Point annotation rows

┏━━

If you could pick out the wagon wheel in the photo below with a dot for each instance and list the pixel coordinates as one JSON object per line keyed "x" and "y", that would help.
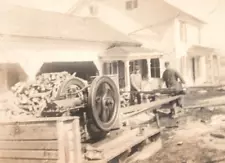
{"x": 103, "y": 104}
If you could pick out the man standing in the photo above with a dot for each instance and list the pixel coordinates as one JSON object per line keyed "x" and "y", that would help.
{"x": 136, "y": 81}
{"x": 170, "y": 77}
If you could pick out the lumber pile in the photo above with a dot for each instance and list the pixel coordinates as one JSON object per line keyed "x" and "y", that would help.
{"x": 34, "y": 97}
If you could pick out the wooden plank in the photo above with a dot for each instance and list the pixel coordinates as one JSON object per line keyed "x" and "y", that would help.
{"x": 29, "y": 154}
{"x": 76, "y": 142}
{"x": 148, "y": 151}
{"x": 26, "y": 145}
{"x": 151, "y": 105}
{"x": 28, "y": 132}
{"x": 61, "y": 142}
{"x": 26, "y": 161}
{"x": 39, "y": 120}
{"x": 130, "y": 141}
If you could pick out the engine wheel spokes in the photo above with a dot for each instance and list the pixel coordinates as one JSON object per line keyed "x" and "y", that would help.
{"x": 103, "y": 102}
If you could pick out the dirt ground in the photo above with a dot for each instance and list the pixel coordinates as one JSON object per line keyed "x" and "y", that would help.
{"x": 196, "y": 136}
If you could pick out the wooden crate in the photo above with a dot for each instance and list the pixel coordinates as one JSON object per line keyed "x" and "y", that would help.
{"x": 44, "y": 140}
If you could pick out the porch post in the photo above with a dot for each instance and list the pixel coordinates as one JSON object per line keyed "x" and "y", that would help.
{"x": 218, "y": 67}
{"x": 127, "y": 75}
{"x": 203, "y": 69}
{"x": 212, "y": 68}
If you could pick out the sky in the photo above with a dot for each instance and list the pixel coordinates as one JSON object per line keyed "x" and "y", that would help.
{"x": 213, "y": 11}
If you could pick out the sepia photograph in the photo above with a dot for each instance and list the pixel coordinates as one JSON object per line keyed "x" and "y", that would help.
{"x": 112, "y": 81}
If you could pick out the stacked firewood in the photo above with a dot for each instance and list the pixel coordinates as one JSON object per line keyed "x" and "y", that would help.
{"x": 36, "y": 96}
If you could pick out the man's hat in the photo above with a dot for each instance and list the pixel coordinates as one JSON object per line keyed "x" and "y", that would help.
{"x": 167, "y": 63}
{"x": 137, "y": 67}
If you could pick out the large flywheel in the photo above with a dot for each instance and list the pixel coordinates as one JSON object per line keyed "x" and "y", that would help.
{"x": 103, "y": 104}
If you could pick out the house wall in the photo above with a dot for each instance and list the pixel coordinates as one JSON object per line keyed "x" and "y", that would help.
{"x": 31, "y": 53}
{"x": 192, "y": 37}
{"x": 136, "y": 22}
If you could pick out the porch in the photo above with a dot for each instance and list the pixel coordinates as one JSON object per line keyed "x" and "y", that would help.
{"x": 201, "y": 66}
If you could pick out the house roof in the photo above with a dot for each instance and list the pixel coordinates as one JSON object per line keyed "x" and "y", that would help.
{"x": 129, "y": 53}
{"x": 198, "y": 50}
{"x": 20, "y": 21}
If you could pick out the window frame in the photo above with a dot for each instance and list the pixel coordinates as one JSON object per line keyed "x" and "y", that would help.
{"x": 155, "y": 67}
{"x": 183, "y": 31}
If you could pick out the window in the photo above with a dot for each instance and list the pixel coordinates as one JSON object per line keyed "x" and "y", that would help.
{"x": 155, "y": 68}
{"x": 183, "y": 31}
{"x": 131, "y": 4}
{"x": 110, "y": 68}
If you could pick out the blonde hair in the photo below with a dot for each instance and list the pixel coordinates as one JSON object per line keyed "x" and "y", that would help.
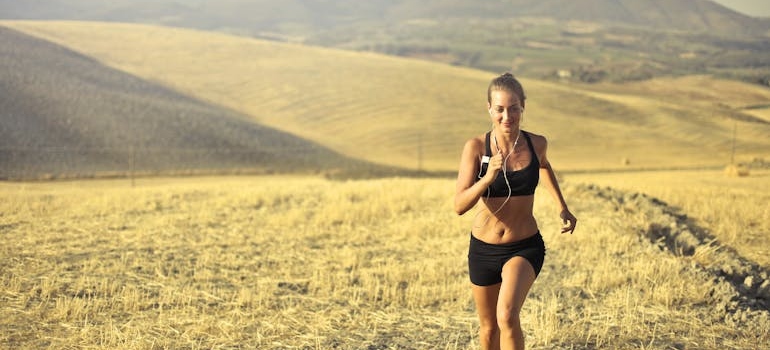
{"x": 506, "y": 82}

┗━━

# [Short problem]
Please replace "pixel coordinates" with "image coordinates" throughout the rows above and write them out again with nothing else changed. Leave the pictures out of your answer.

# [Solved problem]
If you could pick out the wagon wheel in the photo below with a dot for each instance and list the image coordinates as one JSON object per line keyed "x" and "y", that would help.
{"x": 103, "y": 104}
If you could pick out the man standing in the photo above with a dot for each instance and list the image coordinates as one JSON object per line keyed "x" and "y", that would help.
{"x": 136, "y": 81}
{"x": 170, "y": 77}
If you could pick out the lumber pile in the photo above with a dot for each instance and list the image coordinates as one JSON object per line keyed "x" and "y", that would help.
{"x": 34, "y": 97}
If you could pick out the wooden plank in the photo above with a dot for each instance and list the image coordinates as one JSON object per line keyed "x" and "y", that would help.
{"x": 29, "y": 154}
{"x": 76, "y": 142}
{"x": 148, "y": 151}
{"x": 26, "y": 145}
{"x": 151, "y": 105}
{"x": 28, "y": 132}
{"x": 61, "y": 142}
{"x": 26, "y": 161}
{"x": 39, "y": 120}
{"x": 130, "y": 141}
If you could pick out the engine wheel spokes in the photo above with a dot for each instance and list the image coordinates as one JSON object per line keyed "x" and "y", that would help.
{"x": 103, "y": 102}
If you could pick out the dirt ground in the photo above with a dot for each instance and list the image coordinates as one JSON object per line keyed "x" and "y", that would help.
{"x": 196, "y": 136}
If you could pick out the wooden crate in the photo above with a dot for each instance and list the image coordinates as one JSON object per line keyed "x" and "y", that would help.
{"x": 44, "y": 140}
If you could pick out the porch post in the photo above with a dot for each instance and list the image coordinates as one JSON object per line keyed "x" and "y", that would help.
{"x": 218, "y": 67}
{"x": 127, "y": 75}
{"x": 203, "y": 69}
{"x": 212, "y": 68}
If you could pick out the sky in the photo above with a dot for each instance and list the image coordinates as one JSON object per line keyed "x" and "y", that would help.
{"x": 213, "y": 11}
If you could pick out the sepia photograph in the photo above with a dot for each instance and list the image coordinates as one JSON object per line keyed "x" and "y", that would help.
{"x": 112, "y": 81}
If you could pick out the stacked firewood in the photo above with a dot for each instance and list the image coordinates as one JSON object per line keyed "x" and "y", that would help.
{"x": 36, "y": 96}
If you could pick out the man's hat in the photo above with a dot for each instance and list the image coordinates as one JSON object per line keyed "x" and "y", that would help.
{"x": 167, "y": 63}
{"x": 137, "y": 67}
If you could pick out the large flywheel in the photo above with a dot for each instance and list the image coordinates as one JSON object per line keyed "x" and "y", that would help.
{"x": 103, "y": 104}
If you could pick out the house wall in the photo above with a dot for each instance and list the image coordinates as one JSON object per line keyed "x" and "y", that would help.
{"x": 31, "y": 53}
{"x": 192, "y": 37}
{"x": 136, "y": 22}
If you could pick out the porch in the photo above with a dot for each instance and list the image coordinates as one JSON object per line keyed "x" and "y", that would help.
{"x": 201, "y": 66}
If you could pick out the house roof in the photo above with a dot for each instance and list the image coordinates as one JSON object per line keyed "x" and "y", that would help.
{"x": 129, "y": 53}
{"x": 198, "y": 50}
{"x": 20, "y": 21}
If you could pick out the window frame in the photo above with a dot for each instance and list the image coordinates as one JSON object per line keyed "x" and "y", that would help.
{"x": 155, "y": 67}
{"x": 183, "y": 31}
If you could pick out the window in the photo above with a dot for each instance and list the image coordinates as one JSON object per line keyed "x" and "y", that would help.
{"x": 155, "y": 68}
{"x": 183, "y": 31}
{"x": 131, "y": 4}
{"x": 110, "y": 68}
If you could pick out the blonde hair in the photo below with a dot for each instance and list the image coordinates as one JSON object per line keyed "x" and "y", that would help.
{"x": 506, "y": 82}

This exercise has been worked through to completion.